I’ll never forget the day that I officially learned that I was pregnant.  I had already done a home pregnancy test, but I decided that I would wait until I had seen a doctor before freaking out.  I went to an “Urgent Care” medical office, instead of my regular doctor, because I was embarrassed.  I wish I had gone to my regular doctor-he’s very caring and has known me since I was a baby-precisely the reason that I did not want to see him.  Unfortunately, the doctor at the Urgent Care had the personality of a douche.  In fact, that is exactly what my friend called him when we got out of his office, “What a douche!”  He didn’t do a blood test, which is what I had wanted.  I remember he entered the room and handed me the stick, while I just stared at it in shock.  Since I didn’t move, he said in a very annoyed voice, “You’re pregnant.  I’ll give you a prescription for prenatal vitamins.”  He handed me a prescription and then left the room.

I was in shock.  I was also infuriated.  I knew that I shouldn’t expect the care of a therapist out of a doctor, but I did expect him to act like he was interacting with a human being.  I hated how he assumed that I needed prenatal vitamins.  He assumed that I was keeping the baby and that this was a joyous event, but nothing could be further from the truth.  I knew from the beginning that I would be getting an abortion if I got pregnant and it would have been nice if the doctor had acknowledged that I had choices.  I wish that he had talked to me about my options and that he had asked me how I was handling the news.  I wish that he had given me some referrals to people that could help me, instead of treating me like a nuisance.  He could have referred me to Planned Parenthood or to the Feminist Women’s Health Center.  Anything would have been better than him assuming what I would do.  By making those assumptions, he ignored the fact that I had a choice.  I could choose to keep the baby, or give it up for adoption, or have an abortion.  Choosing an option over another does not make one a better or worse person.  When he ignored my power of choice, I felt less than human.  Surely having the ability to make choices is one of the things that makes us human.

▶ **Information**
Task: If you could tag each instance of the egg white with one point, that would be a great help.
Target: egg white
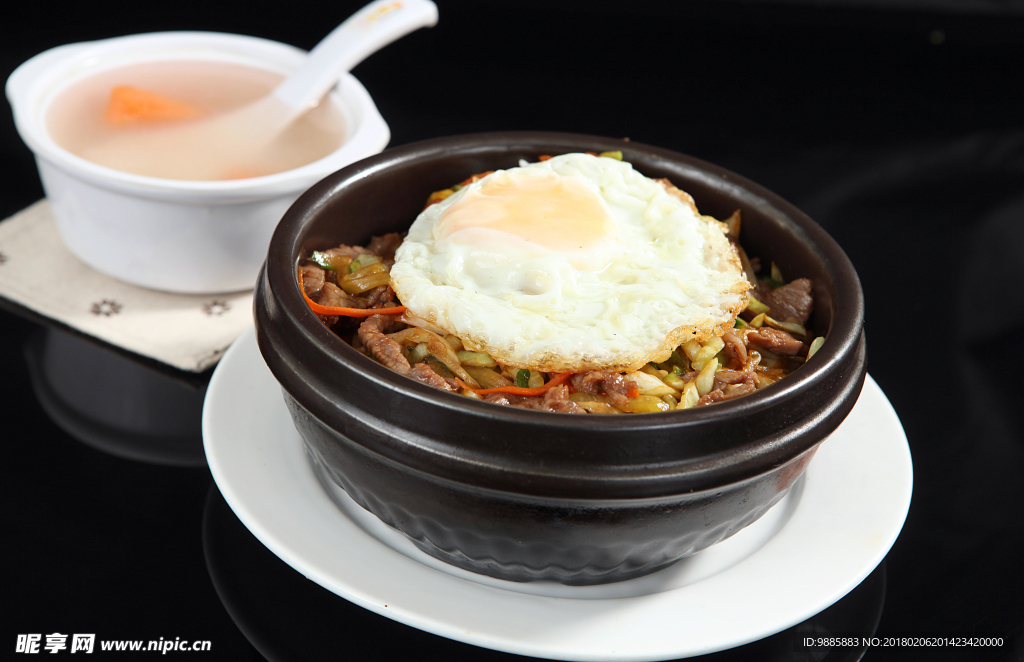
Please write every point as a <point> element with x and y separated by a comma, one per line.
<point>657,275</point>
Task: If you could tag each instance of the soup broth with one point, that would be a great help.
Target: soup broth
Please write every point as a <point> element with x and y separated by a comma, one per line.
<point>78,119</point>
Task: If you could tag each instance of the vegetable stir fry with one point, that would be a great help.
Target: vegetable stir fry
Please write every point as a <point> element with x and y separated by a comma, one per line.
<point>348,288</point>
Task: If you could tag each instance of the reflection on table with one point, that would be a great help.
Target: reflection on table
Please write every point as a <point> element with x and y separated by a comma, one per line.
<point>116,404</point>
<point>288,617</point>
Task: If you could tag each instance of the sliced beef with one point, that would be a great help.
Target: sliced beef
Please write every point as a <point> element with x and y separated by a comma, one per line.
<point>735,390</point>
<point>791,302</point>
<point>423,372</point>
<point>607,382</point>
<point>349,251</point>
<point>734,347</point>
<point>382,347</point>
<point>331,294</point>
<point>774,340</point>
<point>312,280</point>
<point>712,397</point>
<point>554,400</point>
<point>557,400</point>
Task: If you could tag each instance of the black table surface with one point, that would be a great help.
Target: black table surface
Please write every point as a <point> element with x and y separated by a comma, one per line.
<point>898,129</point>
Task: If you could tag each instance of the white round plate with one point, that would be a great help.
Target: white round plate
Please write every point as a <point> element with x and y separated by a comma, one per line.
<point>811,549</point>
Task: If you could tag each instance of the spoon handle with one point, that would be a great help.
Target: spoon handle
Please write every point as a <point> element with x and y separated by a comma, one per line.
<point>364,33</point>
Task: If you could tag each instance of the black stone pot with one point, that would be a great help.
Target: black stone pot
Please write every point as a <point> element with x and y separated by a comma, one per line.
<point>527,495</point>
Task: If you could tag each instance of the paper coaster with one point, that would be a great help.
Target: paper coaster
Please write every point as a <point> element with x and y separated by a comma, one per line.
<point>37,271</point>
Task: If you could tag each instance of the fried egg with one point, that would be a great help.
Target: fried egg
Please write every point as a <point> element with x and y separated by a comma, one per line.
<point>574,263</point>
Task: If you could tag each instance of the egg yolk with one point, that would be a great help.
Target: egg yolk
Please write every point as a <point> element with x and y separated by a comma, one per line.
<point>550,211</point>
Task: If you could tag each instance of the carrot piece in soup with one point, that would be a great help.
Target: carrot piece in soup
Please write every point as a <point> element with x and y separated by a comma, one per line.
<point>133,106</point>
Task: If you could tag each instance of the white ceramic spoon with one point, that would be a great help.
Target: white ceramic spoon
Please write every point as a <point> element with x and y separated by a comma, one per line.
<point>212,148</point>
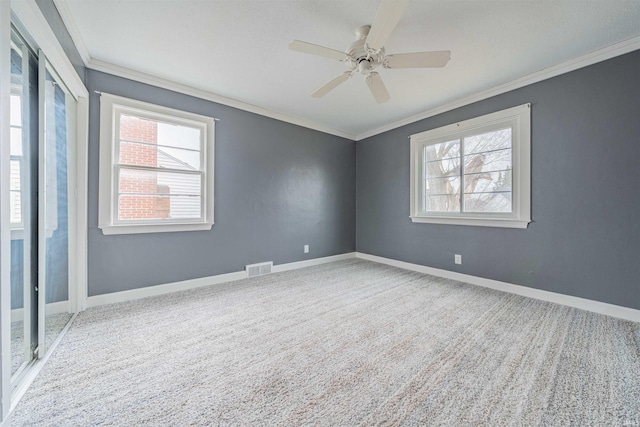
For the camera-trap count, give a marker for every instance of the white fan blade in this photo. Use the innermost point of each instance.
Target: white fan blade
(435, 59)
(315, 49)
(389, 13)
(332, 84)
(377, 88)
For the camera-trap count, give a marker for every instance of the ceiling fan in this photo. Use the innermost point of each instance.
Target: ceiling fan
(367, 53)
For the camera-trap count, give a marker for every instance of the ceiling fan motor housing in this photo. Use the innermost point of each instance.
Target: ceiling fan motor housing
(361, 60)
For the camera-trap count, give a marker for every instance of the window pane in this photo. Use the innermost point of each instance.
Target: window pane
(152, 182)
(14, 177)
(487, 172)
(145, 207)
(16, 141)
(137, 129)
(445, 203)
(178, 136)
(442, 176)
(498, 202)
(489, 141)
(137, 154)
(15, 205)
(158, 195)
(15, 111)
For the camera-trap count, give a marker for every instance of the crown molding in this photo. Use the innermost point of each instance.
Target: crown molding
(120, 71)
(599, 55)
(573, 64)
(72, 28)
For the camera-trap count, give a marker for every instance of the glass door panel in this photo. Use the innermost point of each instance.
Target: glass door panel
(59, 109)
(23, 204)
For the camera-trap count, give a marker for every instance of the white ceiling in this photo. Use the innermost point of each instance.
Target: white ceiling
(239, 48)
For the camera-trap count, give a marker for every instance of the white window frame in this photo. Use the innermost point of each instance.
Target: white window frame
(111, 108)
(519, 119)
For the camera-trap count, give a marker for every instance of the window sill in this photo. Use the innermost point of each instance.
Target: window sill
(154, 228)
(476, 222)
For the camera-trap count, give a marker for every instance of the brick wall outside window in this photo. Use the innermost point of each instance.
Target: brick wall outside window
(140, 206)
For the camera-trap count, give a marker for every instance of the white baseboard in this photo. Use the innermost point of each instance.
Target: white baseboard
(625, 313)
(17, 314)
(311, 262)
(149, 291)
(167, 288)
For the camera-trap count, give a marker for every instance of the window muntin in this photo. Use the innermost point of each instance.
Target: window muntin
(160, 166)
(474, 172)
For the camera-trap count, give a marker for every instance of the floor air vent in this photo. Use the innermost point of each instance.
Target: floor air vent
(259, 269)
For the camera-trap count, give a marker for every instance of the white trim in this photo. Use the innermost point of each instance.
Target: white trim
(17, 314)
(149, 291)
(111, 108)
(37, 366)
(167, 288)
(591, 58)
(127, 73)
(81, 195)
(311, 262)
(72, 28)
(31, 18)
(612, 310)
(571, 65)
(518, 119)
(5, 212)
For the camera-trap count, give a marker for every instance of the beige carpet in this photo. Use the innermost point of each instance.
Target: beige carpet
(348, 343)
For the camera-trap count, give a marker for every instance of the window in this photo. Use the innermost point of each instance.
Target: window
(156, 168)
(476, 172)
(16, 168)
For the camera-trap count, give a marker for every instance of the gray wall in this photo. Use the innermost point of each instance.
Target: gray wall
(585, 236)
(277, 187)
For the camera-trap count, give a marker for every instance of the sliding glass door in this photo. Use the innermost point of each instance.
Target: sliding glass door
(23, 204)
(59, 113)
(42, 114)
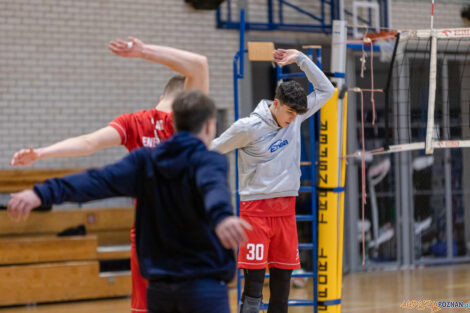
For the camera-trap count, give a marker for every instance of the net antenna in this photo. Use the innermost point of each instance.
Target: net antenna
(432, 87)
(427, 94)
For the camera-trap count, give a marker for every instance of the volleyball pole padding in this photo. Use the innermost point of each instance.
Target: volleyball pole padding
(331, 180)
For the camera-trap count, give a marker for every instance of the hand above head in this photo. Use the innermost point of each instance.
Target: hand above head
(24, 157)
(21, 204)
(132, 48)
(285, 57)
(231, 233)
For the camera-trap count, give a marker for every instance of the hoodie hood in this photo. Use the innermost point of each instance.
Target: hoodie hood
(173, 158)
(262, 111)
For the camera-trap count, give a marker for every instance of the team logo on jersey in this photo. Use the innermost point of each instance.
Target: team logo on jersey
(278, 144)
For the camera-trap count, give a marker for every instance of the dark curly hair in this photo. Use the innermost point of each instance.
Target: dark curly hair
(293, 95)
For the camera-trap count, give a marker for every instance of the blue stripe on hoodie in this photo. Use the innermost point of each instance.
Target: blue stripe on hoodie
(182, 194)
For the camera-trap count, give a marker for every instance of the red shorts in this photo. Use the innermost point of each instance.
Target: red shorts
(139, 284)
(272, 242)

▶ **List of tasks**
[a] List every option that the account of the urgent care visit says the narrator could choose once she was pregnant.
[b] In the account of the urgent care visit, what did the doctor give the narrator a prescription for?
[c] Do these statements agree with the account of the urgent care visit? Answer yes or no for each, quoting the words that decide it.
(i) The narrator saw her regular doctor to confirm the pregnancy.
(ii) The doctor at the urgent care did a blood test.
(iii) The narrator had taken a home pregnancy test before the visit.

▶ **Solutions by task**
[a]
Keep the baby
Give it up for adoption
Have an abortion

[b] Prenatal vitamins.

[c]
(i) No: "I went to an “Urgent Care” medical office, instead of my regular doctor"
(ii) No: "He didn’t do a blood test, which is what I had wanted."
(iii) Yes: "I had already done a home pregnancy test"